Entretien de Henri Pena-Ruiz , philosophe, lors d'une émission de France Culture "les retours du dimanche", le dimanche 6 novembre 2011 ; transcrit et diffusé par Monique Cabotte-Carillon.
Comment comprendre aujourd’hui la résurgence du mot blasphème ?
Le blasphème a toujours existé, le blasphème en tant que manquement à la règle morale qu’une religion dicte pour ses adeptes. Mais cette définition stipule clairement que c’est pour ces adeptes qu’il y a blasphème. Bayle , qui était croyant, disait : « il n’y a de blasphème qu’au regard de la divinité que je révère, si je suis croyant ». Pour tous les autres, qui ne reconnaissent pas cette divinité, le blasphème ne saurait être un délit. Aujourd’hui, ce qui pose problème, ce n’est pas une nouvelle apparition du blasphème, c’est l’apparition de la volonté de transformer le blasphème qui n’existe que pour les croyants d’une religion déterminée en un délit public. Autrement dit, le croyant a tout à fait le droit de considérer que le blasphème existe pour lui et qu’il est une faute morale. En revanche, il n’a pas le droit, à partir de cette considération qui lui est personnelle et particulière, d’ériger une règle publique et de s’ériger lui-même en juge de ce qui serait une faute au sens universel.
Que penser du comportement des intégristes catholiques qui prétendent que l’art contemporain raille la religion chrétienne mais n’ose pas (ou très peu) s’attaquer avec autant de virulence aux autres religions monothéistes ?
Ils se trompent. Les trois monothéismes peuvent être l’objet de la dérision, de l’ironie. Ainsi, un cinéaste juif, Amos Gitaï, tourne en dérision la religion juive orthodoxe dans le film Kadosh. Les caricatures danoises de Mahomet ont tourné en dérision le prophète de l’islam.

======

• _Consigne_
Répondez brièvement, d'après l'entretien sur le blasphème :
(a) Selon la citation de Bayle, au regard de quoi y a-t-il blasphème ?
(b) Quel film d'Amos Gitaï est mentionné ?
(c) Quelles caricatures ont tourné en dérision le prophète de l'islam ?
Le matériel ci-dessous n'a aucun rapport avec l'entretien.

• _Extrait de données_
======

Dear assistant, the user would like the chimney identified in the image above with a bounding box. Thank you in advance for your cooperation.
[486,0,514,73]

======

• _Corrigé_
(a) Uniquement au regard de la divinité que l'on révère, si l'on est croyant.
(b) Kadosh.
(c) Les caricatures danoises de Mahomet.